[WHAT THIS TASK INVOLVES]: Report each line in the records below that contains the string "Target" by copying the whole line. Case counts, so only lines where the string matches the same capitalization qualify.

[DATA PROVIDED]:

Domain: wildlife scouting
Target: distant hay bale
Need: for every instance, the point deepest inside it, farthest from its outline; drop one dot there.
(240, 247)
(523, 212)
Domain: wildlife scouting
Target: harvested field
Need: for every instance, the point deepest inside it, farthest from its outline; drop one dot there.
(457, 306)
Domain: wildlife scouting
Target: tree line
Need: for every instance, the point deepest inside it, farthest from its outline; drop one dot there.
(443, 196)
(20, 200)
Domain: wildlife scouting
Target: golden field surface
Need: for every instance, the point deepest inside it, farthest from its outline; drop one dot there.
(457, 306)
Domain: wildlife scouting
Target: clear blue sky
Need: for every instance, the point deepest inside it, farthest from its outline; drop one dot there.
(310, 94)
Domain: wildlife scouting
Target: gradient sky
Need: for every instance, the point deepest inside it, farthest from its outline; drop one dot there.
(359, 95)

--

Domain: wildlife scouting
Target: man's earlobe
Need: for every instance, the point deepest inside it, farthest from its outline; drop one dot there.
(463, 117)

[ANSWER FOR THIS EXERCISE]:
Target: distant hay bale
Target: harvested field
Target: tree line
Target: golden field surface
Target: clear blue sky
Target: gradient sky
Target: man's earlobe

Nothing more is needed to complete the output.